## Text for analysis
========================================
I think it's more than that. It's not just Obama, or other congressional Democrats, not understanding the game. It's that they don't have the same goals as the more progressive posters in this forum. I guess if I have any point at all it's just that the problem (from a progressive standpoint) isn't just that Obama wasn't progressive, it's that the Democratic party establishment in general isn't progressive. Obama wasn't an outlier in that regard, nor was Clinton.
08-03-2018 , 01:10 PM
Quote:
Originally Posted by well named
I think it's more than that. It's not just Obama, or other congressional Democrats, not understanding the game. It's that they don't have the same goals as the more progressive posters in this forum. I guess if I have any point at all it's just that the problem (from a progressive standpoint) isn't just that Obama wasn't progressive, it's that the Democratic party establishment in general isn't progressive. Obama wasn't an outlier in that regard, nor was Clinton.
I think this is accurate and fair but then you can criticize Obama for lacking the political vision and leadership to use his position, his popularity, political standing / capital, whatever to insist on a more progressive and durable set of policy outcomes. "My party is pretty heterogeneous and we're faced with rabid right-wing opposition who will roll this all back at the first opportunity ...so better go with the incrementalist and accomodationist transient approach that is so tenuous a party led by a senile game show host will be able to undo pretty quickly" seems like a transparently bad approach. But that WAS exactly the state of the game and how it played out, so you have to assume Obama missed at least one of those variables.

You could alternatively argue Presidents don't matter much, which fine, I'll buy that, but then this debate becomes increasingly meaningless. He's just a leaf in the wind subject to meta forces out of his control like everything else, fate is a cruel mistress, etc.
08-03-2018 , 01:12 PM
Oh yeah, I think there's plenty of valid criticisms to make of Obama's choice to prioritize appealing to WaPo pundits over winning political battles, and that's true probably from both a progressive or more centrist liberal perspective. I just don't think that's the entire story.
========================================
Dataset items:

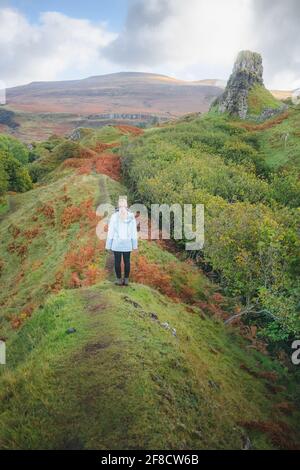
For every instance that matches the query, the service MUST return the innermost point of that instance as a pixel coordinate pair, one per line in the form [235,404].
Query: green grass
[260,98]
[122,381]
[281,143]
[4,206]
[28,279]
========================================
## Task
Answer these questions about the forum posts on Obama above.
(a) Besides Obama, who does the quoted post say was not an outlier in the Democratic establishment not being progressive?
(b) In the post dated 08-03-2018, 01:10 PM, what alternative argument would make the debate "increasingly meaningless"?
(c) In the last post, Obama is criticized for prioritizing appeal to whom over winning political battles?

## Worked solution
(a) Clinton
(b) That Presidents don't matter much
(c) WaPo pundits